» **TEXTO DEL DOCUMENTO**:

----

Desde hace algún tiempo he llegado a darme cuenta de que Ludwig van Beethoven es para mí un artista de tal relevancia, un ejemplo humano y artístico tan inspirador, que sólo puedo considerarlo un maestro. Beethoven representa para mí la suma de ciertas cantidades que todavía hoy, especialmente en nuestro tosco país, se consideran irreconciliables. Beethoven representa la unión en una vida, en una trayectoria, en una obra, del racionalismo de la corte ilustrada de Bonn en que nació, con el romanticismo; del interés apasionado por el arte y también por la ciencia; de la búsqueda en las raíces de la cultura (los griegos, los filósofos, los poetas) junto con el interés por las culturas de oriente (los textos indios y budistas que tanto le fascinaban), de una visión política absolutamente moderna, democrática y antitotalitaria, junto con un interés por lo espiritual, entendido este último como algo claramente deslindado de la religión tradicional. Beethoven consideraba la ciencia y el arte las creaciones supremas del ser humano, y no veía contradicción entre su admiración por la democracia, su vocación claramente espiritual dirigida a un Dios personal y no normativo, y su convicción de que el lenguaje del arte, especialmente la música, tenía un carácter revelatorio superior al del conocimiento intelectual y también, por cierto, al de la religión.

----

» **DATOS SIN PROCESAR**:
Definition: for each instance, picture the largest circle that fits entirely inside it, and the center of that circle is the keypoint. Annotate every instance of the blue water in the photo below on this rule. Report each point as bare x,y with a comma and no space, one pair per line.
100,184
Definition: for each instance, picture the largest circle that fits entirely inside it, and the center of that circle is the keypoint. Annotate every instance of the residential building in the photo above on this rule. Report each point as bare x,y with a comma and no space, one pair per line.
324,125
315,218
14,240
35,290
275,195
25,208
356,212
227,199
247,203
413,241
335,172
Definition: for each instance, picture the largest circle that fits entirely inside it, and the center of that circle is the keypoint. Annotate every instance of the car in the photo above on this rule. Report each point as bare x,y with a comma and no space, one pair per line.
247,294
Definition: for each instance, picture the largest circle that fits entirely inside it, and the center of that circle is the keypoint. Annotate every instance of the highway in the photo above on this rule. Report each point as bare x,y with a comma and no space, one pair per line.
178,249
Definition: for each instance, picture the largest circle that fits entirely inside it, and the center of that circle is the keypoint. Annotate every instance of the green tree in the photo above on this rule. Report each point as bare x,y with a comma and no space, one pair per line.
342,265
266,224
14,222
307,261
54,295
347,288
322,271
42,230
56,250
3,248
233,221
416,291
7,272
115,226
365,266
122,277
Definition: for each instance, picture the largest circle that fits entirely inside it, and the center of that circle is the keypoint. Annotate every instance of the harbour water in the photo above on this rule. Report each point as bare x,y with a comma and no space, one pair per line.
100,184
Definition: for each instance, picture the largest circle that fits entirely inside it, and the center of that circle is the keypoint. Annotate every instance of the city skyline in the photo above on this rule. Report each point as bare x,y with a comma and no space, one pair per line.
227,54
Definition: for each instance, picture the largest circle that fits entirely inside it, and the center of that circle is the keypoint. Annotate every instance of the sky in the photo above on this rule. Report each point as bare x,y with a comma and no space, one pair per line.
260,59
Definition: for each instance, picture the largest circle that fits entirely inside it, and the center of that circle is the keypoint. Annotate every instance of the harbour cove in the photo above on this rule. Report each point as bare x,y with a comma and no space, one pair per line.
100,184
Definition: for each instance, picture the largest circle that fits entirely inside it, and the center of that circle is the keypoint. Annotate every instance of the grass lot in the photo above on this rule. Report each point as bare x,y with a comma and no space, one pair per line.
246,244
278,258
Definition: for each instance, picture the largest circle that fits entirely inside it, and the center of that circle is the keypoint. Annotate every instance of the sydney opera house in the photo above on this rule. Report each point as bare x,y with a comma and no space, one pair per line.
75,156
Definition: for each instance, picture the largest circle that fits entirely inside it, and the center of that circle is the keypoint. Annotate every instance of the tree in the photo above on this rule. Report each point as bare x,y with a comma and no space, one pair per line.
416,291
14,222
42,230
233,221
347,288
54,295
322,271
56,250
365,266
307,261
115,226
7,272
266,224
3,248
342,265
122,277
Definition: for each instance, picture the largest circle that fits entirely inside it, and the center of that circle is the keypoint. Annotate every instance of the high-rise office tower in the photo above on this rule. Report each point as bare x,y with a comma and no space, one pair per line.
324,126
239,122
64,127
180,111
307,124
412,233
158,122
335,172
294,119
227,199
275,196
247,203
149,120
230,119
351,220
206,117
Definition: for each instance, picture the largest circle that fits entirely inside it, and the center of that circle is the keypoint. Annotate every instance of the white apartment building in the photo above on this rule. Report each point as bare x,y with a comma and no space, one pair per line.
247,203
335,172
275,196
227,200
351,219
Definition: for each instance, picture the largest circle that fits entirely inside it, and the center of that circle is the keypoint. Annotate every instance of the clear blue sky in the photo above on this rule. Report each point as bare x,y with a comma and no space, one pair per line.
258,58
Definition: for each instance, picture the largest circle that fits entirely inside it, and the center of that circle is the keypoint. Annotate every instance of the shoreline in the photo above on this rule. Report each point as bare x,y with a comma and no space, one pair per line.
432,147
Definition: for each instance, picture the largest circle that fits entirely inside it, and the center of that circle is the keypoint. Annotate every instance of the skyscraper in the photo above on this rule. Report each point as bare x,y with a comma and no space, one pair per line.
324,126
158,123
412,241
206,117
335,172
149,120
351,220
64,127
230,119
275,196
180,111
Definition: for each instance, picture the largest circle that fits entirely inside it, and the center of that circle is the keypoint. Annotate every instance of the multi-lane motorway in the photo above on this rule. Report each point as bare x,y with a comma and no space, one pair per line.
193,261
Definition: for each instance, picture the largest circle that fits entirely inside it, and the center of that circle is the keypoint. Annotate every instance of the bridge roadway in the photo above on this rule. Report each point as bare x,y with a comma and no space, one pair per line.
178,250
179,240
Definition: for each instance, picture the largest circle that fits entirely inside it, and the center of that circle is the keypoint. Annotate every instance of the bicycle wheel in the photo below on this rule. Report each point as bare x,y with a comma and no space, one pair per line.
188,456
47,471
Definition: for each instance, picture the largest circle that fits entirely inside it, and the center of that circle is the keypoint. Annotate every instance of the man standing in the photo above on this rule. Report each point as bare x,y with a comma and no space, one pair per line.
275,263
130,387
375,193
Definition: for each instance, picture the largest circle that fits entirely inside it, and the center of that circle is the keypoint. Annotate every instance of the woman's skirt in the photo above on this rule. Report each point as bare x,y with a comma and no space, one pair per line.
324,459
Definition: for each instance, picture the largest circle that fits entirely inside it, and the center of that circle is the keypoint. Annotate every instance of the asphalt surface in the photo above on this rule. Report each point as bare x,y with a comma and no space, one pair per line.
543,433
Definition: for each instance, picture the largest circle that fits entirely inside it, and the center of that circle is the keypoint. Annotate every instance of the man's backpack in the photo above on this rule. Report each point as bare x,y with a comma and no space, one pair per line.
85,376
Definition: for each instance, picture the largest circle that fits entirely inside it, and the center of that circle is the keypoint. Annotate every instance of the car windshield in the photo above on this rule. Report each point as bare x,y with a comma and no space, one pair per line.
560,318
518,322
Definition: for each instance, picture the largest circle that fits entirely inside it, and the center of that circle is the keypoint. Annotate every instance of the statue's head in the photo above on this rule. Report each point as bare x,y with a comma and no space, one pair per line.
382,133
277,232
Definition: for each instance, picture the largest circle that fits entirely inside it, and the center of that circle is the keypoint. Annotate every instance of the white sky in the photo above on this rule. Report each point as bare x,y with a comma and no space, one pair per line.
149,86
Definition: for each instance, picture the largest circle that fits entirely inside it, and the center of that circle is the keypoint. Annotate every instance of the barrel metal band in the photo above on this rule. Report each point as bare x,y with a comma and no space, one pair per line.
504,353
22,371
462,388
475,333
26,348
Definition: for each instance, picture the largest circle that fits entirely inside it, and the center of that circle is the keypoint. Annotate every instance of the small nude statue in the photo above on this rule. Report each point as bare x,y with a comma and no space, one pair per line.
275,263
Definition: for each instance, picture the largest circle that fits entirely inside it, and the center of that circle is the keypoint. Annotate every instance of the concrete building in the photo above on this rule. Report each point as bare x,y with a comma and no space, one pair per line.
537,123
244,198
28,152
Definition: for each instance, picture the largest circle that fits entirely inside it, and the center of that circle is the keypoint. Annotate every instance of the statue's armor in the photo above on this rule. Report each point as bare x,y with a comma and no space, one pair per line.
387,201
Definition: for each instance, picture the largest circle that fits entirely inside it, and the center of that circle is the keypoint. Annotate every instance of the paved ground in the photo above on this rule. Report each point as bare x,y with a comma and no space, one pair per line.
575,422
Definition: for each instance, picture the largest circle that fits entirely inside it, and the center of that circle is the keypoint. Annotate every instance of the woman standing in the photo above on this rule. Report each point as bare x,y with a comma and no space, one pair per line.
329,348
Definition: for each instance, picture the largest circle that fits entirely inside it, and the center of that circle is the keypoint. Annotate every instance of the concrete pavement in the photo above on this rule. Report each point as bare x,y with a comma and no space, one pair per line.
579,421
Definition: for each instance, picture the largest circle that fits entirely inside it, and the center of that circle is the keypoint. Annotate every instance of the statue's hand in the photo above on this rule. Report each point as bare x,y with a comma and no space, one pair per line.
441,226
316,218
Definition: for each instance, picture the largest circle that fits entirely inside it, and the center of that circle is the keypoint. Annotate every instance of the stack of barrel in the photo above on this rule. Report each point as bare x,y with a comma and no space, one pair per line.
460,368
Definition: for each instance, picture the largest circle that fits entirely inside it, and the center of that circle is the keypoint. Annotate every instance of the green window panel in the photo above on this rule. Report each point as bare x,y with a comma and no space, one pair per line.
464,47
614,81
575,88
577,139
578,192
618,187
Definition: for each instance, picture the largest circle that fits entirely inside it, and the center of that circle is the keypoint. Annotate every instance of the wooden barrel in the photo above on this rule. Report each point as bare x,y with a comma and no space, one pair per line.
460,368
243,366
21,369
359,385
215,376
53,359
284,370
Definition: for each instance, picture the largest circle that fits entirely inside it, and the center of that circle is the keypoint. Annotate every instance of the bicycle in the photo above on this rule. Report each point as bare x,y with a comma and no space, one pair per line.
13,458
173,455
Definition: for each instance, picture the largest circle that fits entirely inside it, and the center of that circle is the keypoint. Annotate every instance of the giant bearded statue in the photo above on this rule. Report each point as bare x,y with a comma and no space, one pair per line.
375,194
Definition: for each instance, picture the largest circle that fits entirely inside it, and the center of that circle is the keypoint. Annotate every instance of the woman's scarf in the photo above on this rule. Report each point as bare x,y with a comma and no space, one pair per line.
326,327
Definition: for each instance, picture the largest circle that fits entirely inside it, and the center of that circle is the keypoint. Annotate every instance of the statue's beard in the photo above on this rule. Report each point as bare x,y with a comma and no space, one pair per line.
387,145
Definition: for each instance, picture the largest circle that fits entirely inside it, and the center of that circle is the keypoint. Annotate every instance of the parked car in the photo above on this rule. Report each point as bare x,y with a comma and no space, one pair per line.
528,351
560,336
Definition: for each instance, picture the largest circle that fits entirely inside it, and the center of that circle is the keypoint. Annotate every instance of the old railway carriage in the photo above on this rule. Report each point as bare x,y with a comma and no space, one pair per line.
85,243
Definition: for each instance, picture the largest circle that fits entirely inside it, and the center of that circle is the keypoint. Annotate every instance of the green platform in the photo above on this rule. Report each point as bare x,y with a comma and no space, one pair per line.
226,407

----

» **EN QUÉ CONSISTE**: Según el texto sobre Beethoven, ¿qué consideraba el compositor las creaciones supremas del ser humano? Las entradas no hacen falta para esta labor.

» **RESULTADO OBTENIDO**: La ciencia y el arte.